Excerpted text:

◆ ◆ ◆ ◆

# algae/snail option/stocking question fluval edge



## katienaha (May 9, 2010)

This is a mash up thread for a few questions for my Fluval Edge (6GAL). 

problem (but not really) is a hairy algae that a baby bushynose pleco wont touch thats growing directly under the stock lighting (which I have no intentions to change out). Will an apple snail eat that, or anything similar like a certain shrimp? Will such added critters be at risk from an assassin snail? If nothing will eat it, the algae isnt out of control and theres no plants in the tank, so its not a bad hit of colour :lol:

Whats your opinions on stocking male guppies in there with a couple of cories? The substrate is just small gravel. The bushynose pleco will come out and go to the 55g if the cories will be compatible, it's starting to grow up anyways. 

(I think I am set on the guppies, I tried pea puffers in there and they both died about 2 weeks apart for unknown reasons. Maybe the tank wasnt old enough yet.) The tank is in a corner, and I think the activity and colour of guppies would make it appealing, although those pea puffers were pretty damn cool. 

Comments, suggestions, and tips welcome!


----------



## 2wheelsx2 (Apr 21, 2010)

Is it black brush algae (BBA) or green thread algae? Both of them will be eaten by Amano shrimp.

◆ ◆ ◆ ◆

Items:

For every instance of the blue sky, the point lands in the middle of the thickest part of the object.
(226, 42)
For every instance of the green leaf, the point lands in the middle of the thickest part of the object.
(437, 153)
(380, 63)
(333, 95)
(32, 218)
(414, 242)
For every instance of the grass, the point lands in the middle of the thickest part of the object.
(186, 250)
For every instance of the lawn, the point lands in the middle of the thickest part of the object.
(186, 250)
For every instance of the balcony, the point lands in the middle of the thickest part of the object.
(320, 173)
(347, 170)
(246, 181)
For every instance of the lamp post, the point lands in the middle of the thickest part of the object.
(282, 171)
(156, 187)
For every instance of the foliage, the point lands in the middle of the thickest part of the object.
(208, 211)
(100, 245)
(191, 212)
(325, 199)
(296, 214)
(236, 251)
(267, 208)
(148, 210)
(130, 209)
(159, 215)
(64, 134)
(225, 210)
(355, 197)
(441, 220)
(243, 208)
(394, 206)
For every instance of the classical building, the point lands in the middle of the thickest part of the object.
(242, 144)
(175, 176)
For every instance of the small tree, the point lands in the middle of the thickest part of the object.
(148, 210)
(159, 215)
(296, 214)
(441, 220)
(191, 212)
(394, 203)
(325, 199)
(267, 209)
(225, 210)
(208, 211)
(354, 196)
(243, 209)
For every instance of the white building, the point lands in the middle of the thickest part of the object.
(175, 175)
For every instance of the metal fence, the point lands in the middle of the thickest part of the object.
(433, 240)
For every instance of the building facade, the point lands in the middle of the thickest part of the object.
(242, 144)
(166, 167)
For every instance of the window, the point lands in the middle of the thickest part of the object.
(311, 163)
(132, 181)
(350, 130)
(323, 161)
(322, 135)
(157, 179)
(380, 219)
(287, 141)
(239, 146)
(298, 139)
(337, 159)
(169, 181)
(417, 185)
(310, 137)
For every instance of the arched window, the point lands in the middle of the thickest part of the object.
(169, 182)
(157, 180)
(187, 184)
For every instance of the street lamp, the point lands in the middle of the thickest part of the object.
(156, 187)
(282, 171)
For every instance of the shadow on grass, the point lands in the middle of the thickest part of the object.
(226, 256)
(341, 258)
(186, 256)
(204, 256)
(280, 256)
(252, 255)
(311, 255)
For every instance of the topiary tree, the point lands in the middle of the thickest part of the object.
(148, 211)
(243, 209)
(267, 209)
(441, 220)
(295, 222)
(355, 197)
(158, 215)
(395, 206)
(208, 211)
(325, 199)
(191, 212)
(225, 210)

◆ ◆ ◆ ◆

Exercises to complete:
[a] Reproduce the passage of the Fluval Edge thread starting at "Whats your opinions" and ending at "pretty damn cool.".
[b] According to the reply in the Fluval Edge thread, what will eat both black brush algae and green thread algae?

Problem solutions:
[a]
Whats your opinions on stocking male guppies in there with a couple of cories? The substrate is just small gravel. The bushynose pleco will come out and go to the 55g if the cories will be compatible, it's starting to grow up anyways. 

(I think I am set on the guppies, I tried pea puffers in there and they both died about 2 weeks apart for unknown reasons. Maybe the tank wasnt old enough yet.) The tank is in a corner, and I think the activity and colour of guppies would make it appealing, although those pea puffers were pretty damn cool.

[b] Amano shrimp.